• **Given passage**
· · ·

Hacker Newsnew | past | comments | ask | show | jobs | submitlogin
Show HN: RNN that generates Game of Thrones text (github.com/zackthoutt)
143 points by zthoutt on Aug 22, 2017 | hide | past | favorite | 38 comments


You need to take down the data folder now and rebuild the repository. You're going to get hit with a DMCA notice. It's not a matter of IF, it's a matter of WHEN. Publishers of popular book series don't take these matters lightly.


This brings up the interesting question of whether it's ok to publish the trained model and not the data?

I'd imagine it's sufficiently derivative as to be allowed? What if you wrote a model that produced summaries of the book - would that be allowed?


I believe it would still be a derivative work. https://www.copyright.gov/circs/circ14.pdf


What would happen if many (ie 10000) people forked that repo? Github getting the DMCA notice?


Why do the copyright mafia's work for them? Let them pay their lawyers first, THEN take the data down. Money is the only language these people understand, so let's force them to spend as much of it as we can.


> Why do the copyright mafia's work for them?

Because it's the right thing to do in this case? If you define what you want to defend purely based on what a law you don't agree with can be used to do, as opposed to the merits of the actual instance, you're bound to pick a bunch of really bad battles.


The first of those books was published less than 28 years ago and the author is continuing to actively build upon those ideas.

A world in which authors of creative works don't have the ability to have a monopoly on those works for limited terms is a world in which people who focus full-time on writing those creative works cannot pay their grocery bills.

It is also a world in which only banks, large corporations, and highly educated folks can get software written for their interests.


This guy is distributing entire books. You think that's ok?


Sure. What harm is it causing?


Really? You don't think theft is an appreciable and measurable societal harm? You honestly have no problem whatsoever with outright ripping off these works? I'd love to hear your defense of that position.

It's not like we're talking about situations like cable where I have to pay $100 / month to watch one or maybe two shows I enjoy and have no other way to get access at a reasonable price (and even that is debatable). You can pick up a copy of GRRM's work for < $10 without hassle and contribute back to someone whose work gives you joy and the publishers who got that work into your hands.

· · ·

• **Dataset records**
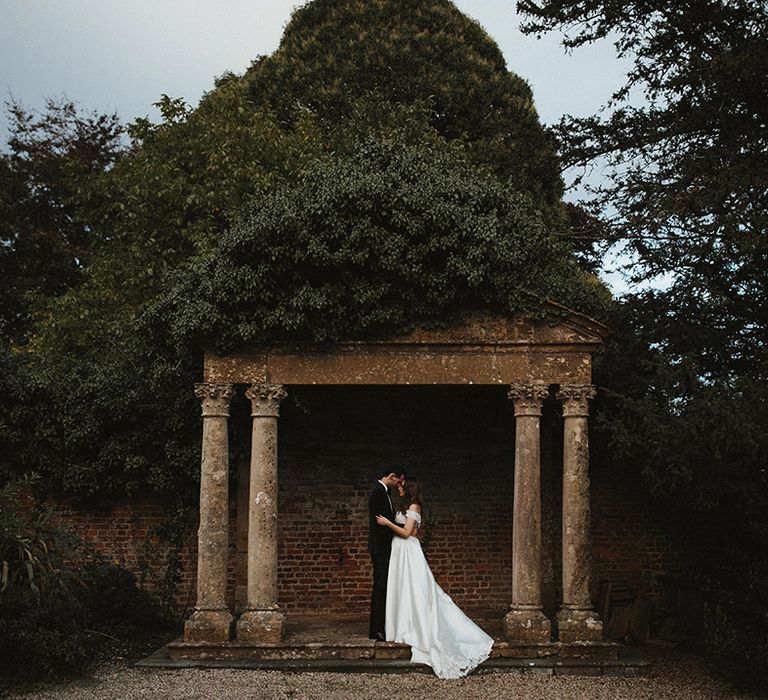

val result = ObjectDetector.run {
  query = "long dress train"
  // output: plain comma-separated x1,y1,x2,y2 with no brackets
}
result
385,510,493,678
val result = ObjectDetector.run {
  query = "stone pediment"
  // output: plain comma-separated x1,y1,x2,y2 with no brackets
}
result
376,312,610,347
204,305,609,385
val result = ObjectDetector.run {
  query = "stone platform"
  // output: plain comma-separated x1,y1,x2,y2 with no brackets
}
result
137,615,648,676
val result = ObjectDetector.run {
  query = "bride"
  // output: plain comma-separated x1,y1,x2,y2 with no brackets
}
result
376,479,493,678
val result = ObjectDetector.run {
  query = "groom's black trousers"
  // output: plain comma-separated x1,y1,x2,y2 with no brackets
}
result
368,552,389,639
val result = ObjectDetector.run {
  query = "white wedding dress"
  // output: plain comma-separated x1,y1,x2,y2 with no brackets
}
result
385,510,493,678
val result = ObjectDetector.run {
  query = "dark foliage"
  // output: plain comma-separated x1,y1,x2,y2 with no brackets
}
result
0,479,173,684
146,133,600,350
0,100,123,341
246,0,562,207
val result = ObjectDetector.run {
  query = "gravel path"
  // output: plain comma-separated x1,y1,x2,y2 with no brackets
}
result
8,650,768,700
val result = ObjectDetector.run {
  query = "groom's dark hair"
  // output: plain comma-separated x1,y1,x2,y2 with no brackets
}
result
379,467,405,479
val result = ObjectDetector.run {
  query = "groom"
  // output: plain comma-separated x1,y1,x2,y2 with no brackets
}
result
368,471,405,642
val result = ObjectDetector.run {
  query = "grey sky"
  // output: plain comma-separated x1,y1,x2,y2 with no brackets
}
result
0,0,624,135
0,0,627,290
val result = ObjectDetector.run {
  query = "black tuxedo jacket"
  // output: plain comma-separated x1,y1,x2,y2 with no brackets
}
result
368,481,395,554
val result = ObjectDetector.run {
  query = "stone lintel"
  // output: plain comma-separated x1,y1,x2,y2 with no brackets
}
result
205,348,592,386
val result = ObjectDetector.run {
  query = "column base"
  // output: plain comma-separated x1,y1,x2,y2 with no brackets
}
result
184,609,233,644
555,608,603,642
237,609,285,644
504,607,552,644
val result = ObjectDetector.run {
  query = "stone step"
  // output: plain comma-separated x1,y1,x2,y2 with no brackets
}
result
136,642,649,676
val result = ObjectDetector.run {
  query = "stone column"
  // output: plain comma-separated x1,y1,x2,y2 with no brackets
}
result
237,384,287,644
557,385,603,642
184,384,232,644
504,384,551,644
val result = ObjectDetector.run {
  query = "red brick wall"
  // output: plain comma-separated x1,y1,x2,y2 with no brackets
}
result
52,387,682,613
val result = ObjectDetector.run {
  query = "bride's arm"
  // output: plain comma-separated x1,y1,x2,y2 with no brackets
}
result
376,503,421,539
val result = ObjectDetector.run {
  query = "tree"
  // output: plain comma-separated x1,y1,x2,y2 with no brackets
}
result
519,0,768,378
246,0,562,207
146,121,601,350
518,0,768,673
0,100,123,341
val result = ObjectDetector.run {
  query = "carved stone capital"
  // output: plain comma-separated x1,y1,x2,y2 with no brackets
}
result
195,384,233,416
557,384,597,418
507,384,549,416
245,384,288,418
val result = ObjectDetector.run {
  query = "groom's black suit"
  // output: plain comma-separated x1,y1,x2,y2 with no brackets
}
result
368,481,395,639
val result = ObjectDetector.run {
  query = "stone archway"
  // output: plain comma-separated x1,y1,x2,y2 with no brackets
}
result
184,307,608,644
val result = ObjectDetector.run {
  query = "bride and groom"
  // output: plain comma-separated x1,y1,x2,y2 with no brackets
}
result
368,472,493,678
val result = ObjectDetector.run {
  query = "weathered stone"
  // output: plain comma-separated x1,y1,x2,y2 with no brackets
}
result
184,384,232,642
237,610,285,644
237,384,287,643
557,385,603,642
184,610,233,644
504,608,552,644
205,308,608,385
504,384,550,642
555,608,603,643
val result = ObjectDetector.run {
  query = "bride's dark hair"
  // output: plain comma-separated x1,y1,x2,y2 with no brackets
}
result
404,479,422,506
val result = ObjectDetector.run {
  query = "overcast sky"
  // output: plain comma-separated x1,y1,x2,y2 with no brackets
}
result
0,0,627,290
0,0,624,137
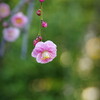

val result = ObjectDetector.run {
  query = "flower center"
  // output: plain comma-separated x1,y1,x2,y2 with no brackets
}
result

· · ·

• **Problems**
a) In the Hacker News thread, what price does the last comment give for picking up a copy of GRRM's work?
b) Reproduce the passage of the Hacker News thread starting at "I believe it" and ending at "really bad battles.".

• **Solutions to each task**
a) Less than $10.

b)
I believe it would still be a derivative work. https://www.copyright.gov/circs/circ14.pdf


What would happen if many (ie 10000) people forked that repo? Github getting the DMCA notice?


Why do the copyright mafia's work for them? Let them pay their lawyers first, THEN take the data down. Money is the only language these people understand, so let's force them to spend as much of it as we can.


> Why do the copyright mafia's work for them?

Because it's the right thing to do in this case? If you define what you want to defend purely based on what a law you don't agree with can be used to do, as opposed to the merits of the actual instance, you're bound to pick a bunch of really bad battles.